▸ Prompt: Every line below must be reproduced exactly. Copy them all.

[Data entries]
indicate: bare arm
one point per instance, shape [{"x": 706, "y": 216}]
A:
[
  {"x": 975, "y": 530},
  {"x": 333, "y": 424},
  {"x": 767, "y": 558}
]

▸ Solution to this problem:
indicate: bare arm
one point per instance, shape [{"x": 706, "y": 216}]
A:
[
  {"x": 975, "y": 530},
  {"x": 333, "y": 424},
  {"x": 767, "y": 558}
]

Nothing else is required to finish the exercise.